• **Given problem 1**
Copy the part of the Lumia glance screen thread from "Well, bad news." up to and including "tofuschnitte (Dec 14, 2016)".

I tried this and worked for me :fingers-crossed:
Device Lumia 920
OS build 14393.87

Follow this link and download the attachments. password is = *windowsmania.pl*

http://www.windowsmania.pl/poradniki-499/[glance-screen]-ponowna-aktywacja-ekranu-podgladu-na-windows-10-seria-x2x-31092/


also reffer this youtube video!
https://www.youtube.com/watch?v=ImFrbgko_2U


----------



## fahadahmed12 (Sep 1, 2016)

Is there have any way to open glance screen on my Lumia 525?? I installed the appx but it's not opening..what should I do??


----------



## ThaiN1 (Sep 28, 2016)

tcwlumia said:


> I tried this and worked for me :fingers-crossed:
> Device Lumia 920
> OS build 14393.87
> 
> ...

Click to collapse



Working Perfect On Lumia 925 10.0.14393.189..


----------



## TkRiuto (Dec 13, 2016)

I have a Lumia 635. After activating dt2w and Continuum think Glance Screen can also be activated (Although consuming battery) will be looking, I notice anything


----------



## TkRiuto (Dec 14, 2016)

Well, bad news. I got all the Glance registry values. But HKEY_LOCAL_MACHINE\ControlSet001\ Services \ NlpmService is not editable (The NlpmService key can not be created) So stagnant...


----------



## tofuschnitte (Dec 14, 2016)

No you cant get "it working" on an unsupported device!


----------



## tejashash (Jan 4, 2017)

*Can this work for Lumia 730*



tcwlumia said:


> I tried this and worked for me :fingers-crossed:
> Device Lumia 920
> OS build 14393.87
> 
> ...

Click to collapse




Can this work for Lumia 730? pls send me steps how to do it


----------



## JoeQuality (Jan 7, 2017)

I have a Lumia 1020 updated to Redstone (10.0.14393.576). Prior to this, mine had the glance screen working in both the Insider Preview and 8.1.

I followed the instructions to download the dll files and change the registries. When I tried to open the setting in Extras, it would appear for a few seconds and crash out like a few people have mentioned. I looked at the PluginPath and Path values did not match the file names. For example, the Path in the registry said ...\NlmpServiceImpl_4.1.*12.4*.dll but the actual file was NlmpService_4.1.*11.3*.dll. So I fixed that, restarted, and the Glance Screen app had an update. After updating, the app opened, but said it needed an update--restart now to update or later. If I press later, it would not open--just display that same message. No matter how many times I restarted, it would never open; it would keep saying to restart now to update or later. So at least I've made some progress, and if you experience an immediate close/crash when opening, be sure to check the registry values and file names.

Collection entries:
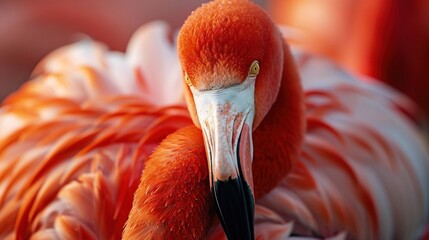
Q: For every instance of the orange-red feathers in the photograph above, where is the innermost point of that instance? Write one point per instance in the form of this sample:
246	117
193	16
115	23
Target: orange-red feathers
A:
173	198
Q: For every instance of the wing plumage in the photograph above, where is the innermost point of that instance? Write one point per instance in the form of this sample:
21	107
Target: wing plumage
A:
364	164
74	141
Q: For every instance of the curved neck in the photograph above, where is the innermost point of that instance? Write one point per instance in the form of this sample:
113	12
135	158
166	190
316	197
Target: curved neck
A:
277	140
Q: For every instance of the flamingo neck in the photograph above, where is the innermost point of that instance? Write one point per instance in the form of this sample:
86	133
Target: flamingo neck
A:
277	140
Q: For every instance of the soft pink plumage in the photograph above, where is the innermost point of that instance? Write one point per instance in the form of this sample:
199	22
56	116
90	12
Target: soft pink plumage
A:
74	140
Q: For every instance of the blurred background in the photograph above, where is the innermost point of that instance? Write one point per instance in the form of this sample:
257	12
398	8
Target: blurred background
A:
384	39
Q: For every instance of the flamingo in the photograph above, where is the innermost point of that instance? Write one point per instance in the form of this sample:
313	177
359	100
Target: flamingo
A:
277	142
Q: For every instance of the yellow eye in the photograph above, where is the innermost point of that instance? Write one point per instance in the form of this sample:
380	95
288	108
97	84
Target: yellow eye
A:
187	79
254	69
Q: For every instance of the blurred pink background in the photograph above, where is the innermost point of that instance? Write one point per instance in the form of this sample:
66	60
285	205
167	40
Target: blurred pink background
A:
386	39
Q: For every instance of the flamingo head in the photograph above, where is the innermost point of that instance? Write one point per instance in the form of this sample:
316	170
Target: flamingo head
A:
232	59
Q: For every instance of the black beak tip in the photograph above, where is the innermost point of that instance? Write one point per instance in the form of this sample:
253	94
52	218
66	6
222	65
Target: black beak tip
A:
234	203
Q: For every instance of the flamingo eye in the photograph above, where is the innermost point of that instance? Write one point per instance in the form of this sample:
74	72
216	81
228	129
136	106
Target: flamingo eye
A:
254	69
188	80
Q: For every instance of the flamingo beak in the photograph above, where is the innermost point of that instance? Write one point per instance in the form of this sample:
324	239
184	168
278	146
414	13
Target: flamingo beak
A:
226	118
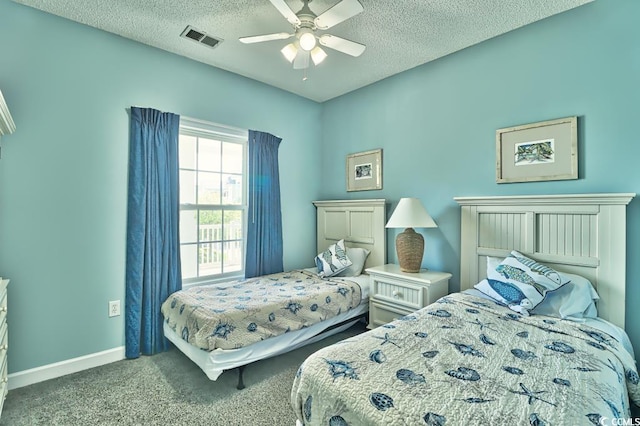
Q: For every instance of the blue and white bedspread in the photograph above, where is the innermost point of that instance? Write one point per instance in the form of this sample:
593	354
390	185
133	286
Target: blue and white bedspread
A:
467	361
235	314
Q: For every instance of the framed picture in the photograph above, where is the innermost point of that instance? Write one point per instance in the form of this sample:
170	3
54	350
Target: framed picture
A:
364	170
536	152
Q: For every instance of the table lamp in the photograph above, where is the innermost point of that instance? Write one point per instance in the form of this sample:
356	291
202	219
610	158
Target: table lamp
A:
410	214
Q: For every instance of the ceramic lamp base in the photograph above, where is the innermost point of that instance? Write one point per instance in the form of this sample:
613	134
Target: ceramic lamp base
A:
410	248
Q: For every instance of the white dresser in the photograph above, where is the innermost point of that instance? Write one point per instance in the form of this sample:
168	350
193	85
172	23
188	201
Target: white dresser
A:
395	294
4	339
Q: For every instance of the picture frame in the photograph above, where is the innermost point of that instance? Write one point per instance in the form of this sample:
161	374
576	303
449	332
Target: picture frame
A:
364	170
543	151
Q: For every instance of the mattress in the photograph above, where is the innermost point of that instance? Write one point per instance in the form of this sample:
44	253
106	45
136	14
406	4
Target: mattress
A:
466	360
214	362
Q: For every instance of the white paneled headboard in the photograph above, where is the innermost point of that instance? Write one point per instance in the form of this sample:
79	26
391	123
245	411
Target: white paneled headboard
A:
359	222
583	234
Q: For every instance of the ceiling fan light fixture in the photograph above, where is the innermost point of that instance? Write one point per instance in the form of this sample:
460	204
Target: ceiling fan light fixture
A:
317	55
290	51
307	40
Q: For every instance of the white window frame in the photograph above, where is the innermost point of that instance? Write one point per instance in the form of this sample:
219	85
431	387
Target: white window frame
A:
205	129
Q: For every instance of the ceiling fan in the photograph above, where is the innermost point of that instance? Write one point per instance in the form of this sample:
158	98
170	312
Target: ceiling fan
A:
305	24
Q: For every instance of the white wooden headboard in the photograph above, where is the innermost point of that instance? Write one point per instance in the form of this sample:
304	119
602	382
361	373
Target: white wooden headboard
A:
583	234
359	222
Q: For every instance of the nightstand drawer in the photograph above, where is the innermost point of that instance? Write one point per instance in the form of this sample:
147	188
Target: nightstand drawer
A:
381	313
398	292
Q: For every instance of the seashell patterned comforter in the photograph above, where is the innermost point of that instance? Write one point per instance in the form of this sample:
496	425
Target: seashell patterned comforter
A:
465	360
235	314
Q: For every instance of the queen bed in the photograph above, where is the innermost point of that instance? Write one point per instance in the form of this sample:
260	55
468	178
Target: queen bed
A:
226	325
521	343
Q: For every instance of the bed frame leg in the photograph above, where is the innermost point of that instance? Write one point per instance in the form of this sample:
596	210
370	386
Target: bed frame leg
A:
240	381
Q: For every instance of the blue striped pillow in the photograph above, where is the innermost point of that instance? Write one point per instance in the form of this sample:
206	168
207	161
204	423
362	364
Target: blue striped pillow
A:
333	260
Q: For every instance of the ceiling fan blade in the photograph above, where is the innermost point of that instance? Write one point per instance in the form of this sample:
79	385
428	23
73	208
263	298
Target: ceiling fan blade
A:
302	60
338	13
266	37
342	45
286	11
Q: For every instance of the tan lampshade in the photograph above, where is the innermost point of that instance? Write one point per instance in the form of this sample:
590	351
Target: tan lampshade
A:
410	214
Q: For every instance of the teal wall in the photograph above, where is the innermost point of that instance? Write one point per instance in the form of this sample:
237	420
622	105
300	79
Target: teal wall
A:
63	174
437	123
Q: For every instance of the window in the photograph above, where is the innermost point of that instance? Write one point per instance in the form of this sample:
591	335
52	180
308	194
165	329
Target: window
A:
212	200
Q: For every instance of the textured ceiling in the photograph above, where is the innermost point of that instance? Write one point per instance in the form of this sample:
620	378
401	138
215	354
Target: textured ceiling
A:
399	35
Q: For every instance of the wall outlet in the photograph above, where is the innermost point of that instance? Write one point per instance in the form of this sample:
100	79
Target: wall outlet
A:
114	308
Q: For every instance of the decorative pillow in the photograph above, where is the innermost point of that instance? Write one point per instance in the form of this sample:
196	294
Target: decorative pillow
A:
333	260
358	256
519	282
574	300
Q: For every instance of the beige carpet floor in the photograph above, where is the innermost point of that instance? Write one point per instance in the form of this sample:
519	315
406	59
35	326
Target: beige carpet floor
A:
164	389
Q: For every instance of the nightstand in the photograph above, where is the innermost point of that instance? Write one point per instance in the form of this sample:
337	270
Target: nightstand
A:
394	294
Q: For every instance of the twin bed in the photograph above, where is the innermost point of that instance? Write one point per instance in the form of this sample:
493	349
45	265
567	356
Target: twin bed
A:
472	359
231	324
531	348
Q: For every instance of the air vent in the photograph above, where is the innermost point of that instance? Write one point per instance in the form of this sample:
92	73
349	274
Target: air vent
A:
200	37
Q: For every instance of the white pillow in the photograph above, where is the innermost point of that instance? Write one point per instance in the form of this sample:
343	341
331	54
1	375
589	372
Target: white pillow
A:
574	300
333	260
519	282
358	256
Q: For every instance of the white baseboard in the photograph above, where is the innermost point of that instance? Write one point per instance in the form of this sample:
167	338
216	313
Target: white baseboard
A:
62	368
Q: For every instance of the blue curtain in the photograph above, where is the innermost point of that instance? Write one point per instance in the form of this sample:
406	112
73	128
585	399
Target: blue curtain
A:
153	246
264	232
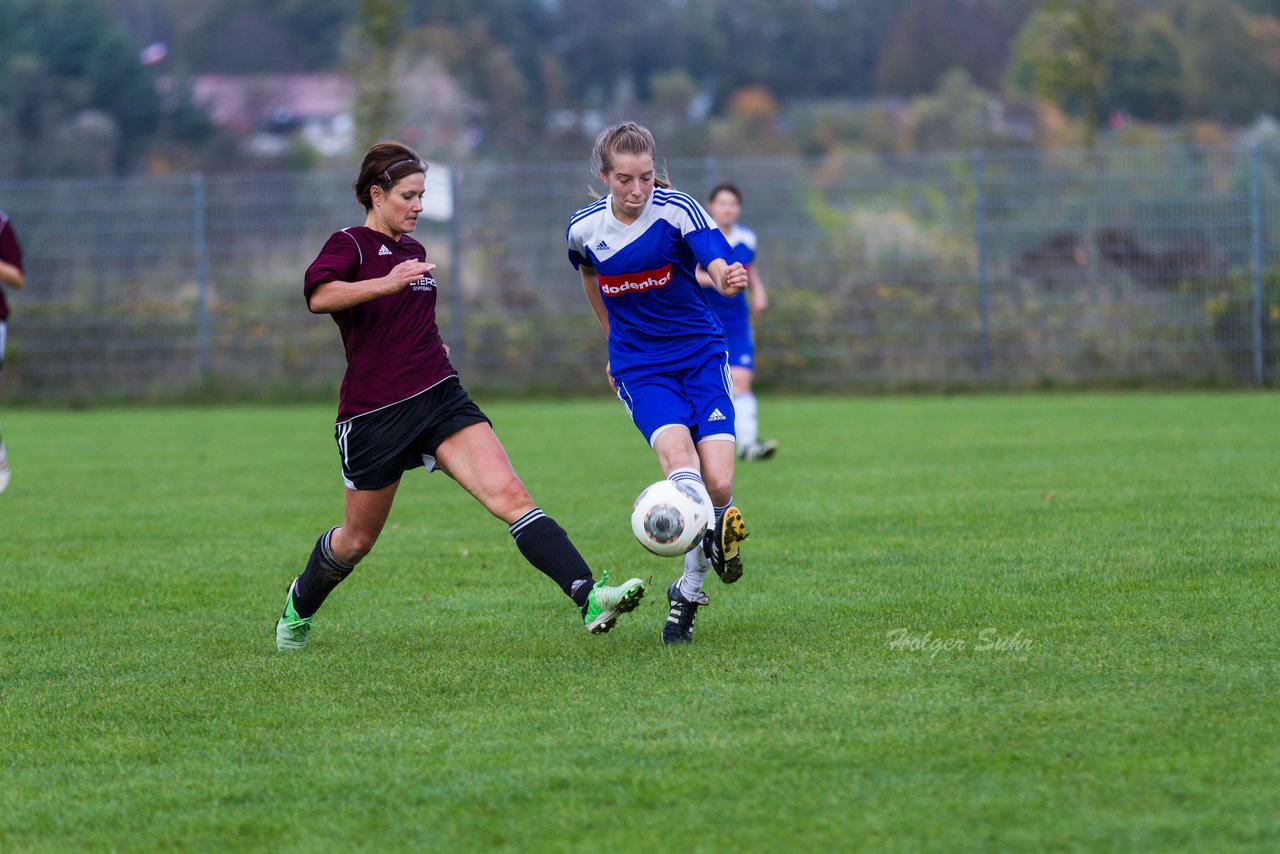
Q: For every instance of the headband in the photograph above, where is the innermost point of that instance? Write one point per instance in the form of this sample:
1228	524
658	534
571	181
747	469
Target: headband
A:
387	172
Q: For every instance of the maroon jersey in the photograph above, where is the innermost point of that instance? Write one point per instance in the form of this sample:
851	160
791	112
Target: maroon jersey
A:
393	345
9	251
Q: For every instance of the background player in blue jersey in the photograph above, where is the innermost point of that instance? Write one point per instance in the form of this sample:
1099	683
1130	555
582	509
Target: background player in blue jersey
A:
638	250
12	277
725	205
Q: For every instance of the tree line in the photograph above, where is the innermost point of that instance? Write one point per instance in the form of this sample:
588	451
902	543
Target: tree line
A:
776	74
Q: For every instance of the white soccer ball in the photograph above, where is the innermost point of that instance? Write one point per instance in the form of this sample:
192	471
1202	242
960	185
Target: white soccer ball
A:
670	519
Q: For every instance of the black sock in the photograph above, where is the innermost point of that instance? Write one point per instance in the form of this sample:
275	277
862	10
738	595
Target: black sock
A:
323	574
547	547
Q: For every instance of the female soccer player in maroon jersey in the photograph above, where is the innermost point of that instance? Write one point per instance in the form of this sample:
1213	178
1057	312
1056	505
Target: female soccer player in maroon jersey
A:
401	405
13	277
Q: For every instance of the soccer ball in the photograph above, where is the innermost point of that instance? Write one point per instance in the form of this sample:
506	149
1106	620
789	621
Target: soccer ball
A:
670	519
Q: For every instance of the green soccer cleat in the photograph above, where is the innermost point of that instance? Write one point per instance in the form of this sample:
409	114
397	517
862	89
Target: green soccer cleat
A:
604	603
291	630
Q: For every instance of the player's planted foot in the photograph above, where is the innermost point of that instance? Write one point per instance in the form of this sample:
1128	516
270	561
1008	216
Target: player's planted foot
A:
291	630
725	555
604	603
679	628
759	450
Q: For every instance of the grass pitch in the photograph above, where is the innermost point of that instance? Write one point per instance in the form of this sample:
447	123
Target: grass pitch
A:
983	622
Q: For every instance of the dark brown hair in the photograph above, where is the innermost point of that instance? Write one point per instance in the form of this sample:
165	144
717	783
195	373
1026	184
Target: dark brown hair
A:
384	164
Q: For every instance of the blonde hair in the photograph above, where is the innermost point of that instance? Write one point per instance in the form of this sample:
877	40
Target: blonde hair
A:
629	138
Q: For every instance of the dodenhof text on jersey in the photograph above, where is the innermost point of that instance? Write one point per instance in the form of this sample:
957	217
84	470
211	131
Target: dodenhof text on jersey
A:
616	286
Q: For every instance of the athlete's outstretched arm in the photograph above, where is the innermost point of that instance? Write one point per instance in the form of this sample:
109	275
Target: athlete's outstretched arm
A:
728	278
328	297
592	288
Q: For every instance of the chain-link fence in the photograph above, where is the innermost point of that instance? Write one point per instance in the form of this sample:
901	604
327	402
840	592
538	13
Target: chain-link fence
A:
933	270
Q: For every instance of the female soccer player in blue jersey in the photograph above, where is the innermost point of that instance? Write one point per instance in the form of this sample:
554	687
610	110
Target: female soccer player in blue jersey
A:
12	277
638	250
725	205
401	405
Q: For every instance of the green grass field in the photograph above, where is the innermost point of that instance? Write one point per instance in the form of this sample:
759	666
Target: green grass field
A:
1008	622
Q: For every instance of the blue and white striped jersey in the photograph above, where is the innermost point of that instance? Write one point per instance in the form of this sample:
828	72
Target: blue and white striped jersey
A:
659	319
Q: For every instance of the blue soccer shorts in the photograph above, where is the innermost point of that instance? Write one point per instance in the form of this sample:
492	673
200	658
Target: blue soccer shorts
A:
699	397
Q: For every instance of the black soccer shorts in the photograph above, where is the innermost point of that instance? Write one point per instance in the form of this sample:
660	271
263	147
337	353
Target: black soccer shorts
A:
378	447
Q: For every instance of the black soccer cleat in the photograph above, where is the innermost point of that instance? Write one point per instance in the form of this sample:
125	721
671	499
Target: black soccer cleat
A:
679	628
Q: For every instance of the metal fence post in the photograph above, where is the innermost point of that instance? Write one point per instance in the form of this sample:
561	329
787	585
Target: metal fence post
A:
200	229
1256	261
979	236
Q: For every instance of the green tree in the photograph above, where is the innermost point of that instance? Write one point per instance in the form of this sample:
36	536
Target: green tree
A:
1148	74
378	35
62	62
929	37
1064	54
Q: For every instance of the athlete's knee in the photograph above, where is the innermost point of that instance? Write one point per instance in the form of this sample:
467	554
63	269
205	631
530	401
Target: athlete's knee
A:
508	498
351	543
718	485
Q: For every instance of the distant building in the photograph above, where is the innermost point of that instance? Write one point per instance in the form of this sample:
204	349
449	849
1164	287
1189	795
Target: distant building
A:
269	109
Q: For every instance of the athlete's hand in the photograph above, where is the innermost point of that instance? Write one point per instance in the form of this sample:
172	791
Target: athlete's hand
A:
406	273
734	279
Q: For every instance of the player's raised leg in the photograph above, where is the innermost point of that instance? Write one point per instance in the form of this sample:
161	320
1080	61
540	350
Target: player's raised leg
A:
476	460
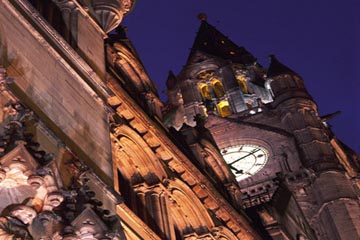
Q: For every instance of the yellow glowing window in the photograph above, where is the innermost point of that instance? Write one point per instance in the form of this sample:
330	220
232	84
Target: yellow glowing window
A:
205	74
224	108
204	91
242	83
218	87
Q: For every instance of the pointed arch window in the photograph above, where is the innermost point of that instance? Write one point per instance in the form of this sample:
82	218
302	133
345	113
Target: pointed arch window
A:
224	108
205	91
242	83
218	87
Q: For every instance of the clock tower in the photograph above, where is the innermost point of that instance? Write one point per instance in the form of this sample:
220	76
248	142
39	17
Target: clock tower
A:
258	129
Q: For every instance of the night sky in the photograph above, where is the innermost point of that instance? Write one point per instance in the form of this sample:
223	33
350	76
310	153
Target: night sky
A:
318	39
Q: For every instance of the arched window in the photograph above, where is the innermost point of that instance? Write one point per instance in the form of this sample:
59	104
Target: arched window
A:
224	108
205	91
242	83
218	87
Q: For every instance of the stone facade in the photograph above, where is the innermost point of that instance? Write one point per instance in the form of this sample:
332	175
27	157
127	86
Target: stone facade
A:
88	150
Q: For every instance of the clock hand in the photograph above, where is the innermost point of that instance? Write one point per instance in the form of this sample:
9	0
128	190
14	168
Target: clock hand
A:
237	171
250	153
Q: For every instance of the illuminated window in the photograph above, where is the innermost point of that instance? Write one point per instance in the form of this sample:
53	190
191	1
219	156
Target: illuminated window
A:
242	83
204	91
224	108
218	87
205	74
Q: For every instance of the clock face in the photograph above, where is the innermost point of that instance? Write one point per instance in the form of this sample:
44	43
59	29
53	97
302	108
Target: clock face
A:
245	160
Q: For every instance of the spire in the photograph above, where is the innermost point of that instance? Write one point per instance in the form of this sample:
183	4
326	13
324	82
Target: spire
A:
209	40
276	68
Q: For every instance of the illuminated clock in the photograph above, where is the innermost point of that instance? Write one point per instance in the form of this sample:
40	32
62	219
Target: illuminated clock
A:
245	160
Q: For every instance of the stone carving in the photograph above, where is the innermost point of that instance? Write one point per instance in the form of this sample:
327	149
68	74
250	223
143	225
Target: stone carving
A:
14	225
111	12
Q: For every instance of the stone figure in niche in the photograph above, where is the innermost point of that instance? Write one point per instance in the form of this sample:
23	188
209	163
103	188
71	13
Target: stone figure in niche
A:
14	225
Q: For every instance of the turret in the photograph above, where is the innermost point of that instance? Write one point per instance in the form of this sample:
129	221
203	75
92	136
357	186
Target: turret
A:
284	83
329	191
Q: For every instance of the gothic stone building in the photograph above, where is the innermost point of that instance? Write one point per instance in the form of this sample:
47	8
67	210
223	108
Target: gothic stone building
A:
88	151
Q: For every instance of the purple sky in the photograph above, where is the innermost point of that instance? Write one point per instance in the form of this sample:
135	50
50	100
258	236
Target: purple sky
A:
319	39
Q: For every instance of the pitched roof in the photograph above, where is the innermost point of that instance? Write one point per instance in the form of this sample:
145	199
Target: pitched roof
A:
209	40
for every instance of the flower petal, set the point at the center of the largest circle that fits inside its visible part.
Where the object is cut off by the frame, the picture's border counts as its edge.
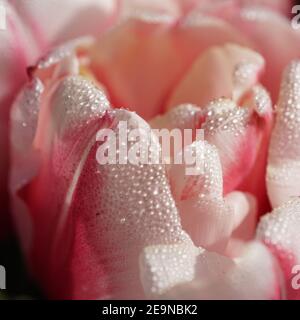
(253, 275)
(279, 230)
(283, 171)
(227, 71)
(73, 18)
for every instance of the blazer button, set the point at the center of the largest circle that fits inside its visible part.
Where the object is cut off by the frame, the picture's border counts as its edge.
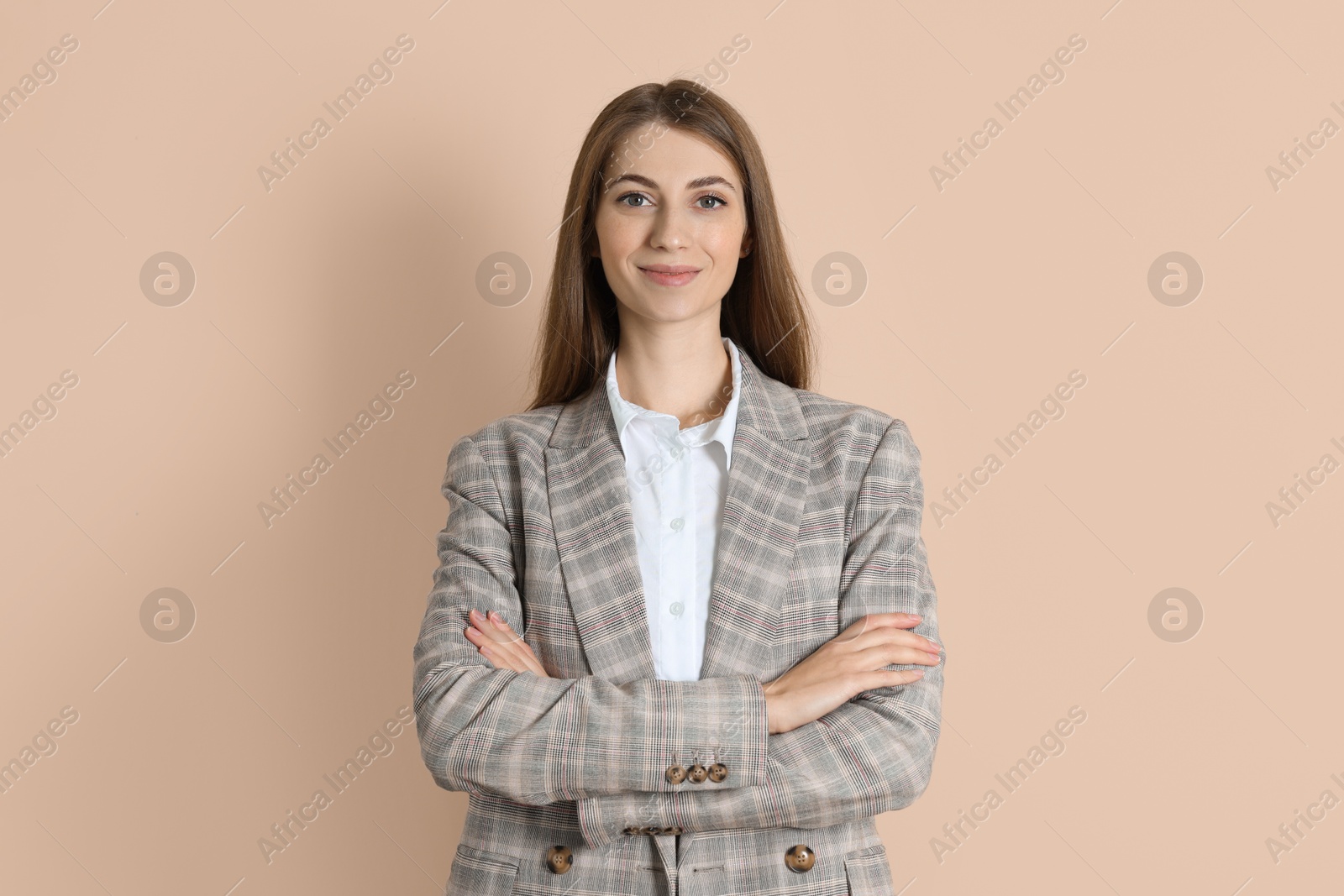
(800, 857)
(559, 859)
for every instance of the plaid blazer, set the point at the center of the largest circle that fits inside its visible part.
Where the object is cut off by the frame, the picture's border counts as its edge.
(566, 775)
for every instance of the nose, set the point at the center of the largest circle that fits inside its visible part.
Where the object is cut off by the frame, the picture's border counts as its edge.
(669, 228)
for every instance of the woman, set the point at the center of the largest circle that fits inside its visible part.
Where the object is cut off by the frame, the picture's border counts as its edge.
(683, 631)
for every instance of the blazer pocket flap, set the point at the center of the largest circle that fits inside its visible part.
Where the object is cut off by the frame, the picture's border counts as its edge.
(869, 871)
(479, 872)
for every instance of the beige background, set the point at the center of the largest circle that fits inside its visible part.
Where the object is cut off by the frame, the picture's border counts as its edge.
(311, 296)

• **Given problem 2**
Please arrange the records from the line with "for every instance of the woman, set" up to and including the last line of the records as a JSON list of strings, one string per line, with blank lines left out.

• **Correct result 1**
Well, bad news. I got all the Glance registry values. But HKEY_LOCAL_MACHINE\ControlSet001\ Services \ NlpmService is not editable (The NlpmService key can not be created) So stagnant...


----------



## tofuschnitte (Dec 14, 2016)

• **Correct result 2**
[
  "for every instance of the woman, set the point at the center of the largest circle that fits inside its visible part.",
  "Where the object is cut off by the frame, the picture's border counts as its edge.",
  "(683, 631)",
  "for every instance of the blazer pocket flap, set the point at the center of the largest circle that fits inside its visible part.",
  "Where the object is cut off by the frame, the picture's border counts as its edge.",
  "(869, 871)",
  "(479, 872)",
  "for every instance of the beige background, set the point at the center of the largest circle that fits inside its visible part.",
  "Where the object is cut off by the frame, the picture's border counts as its edge.",
  "(311, 296)"
]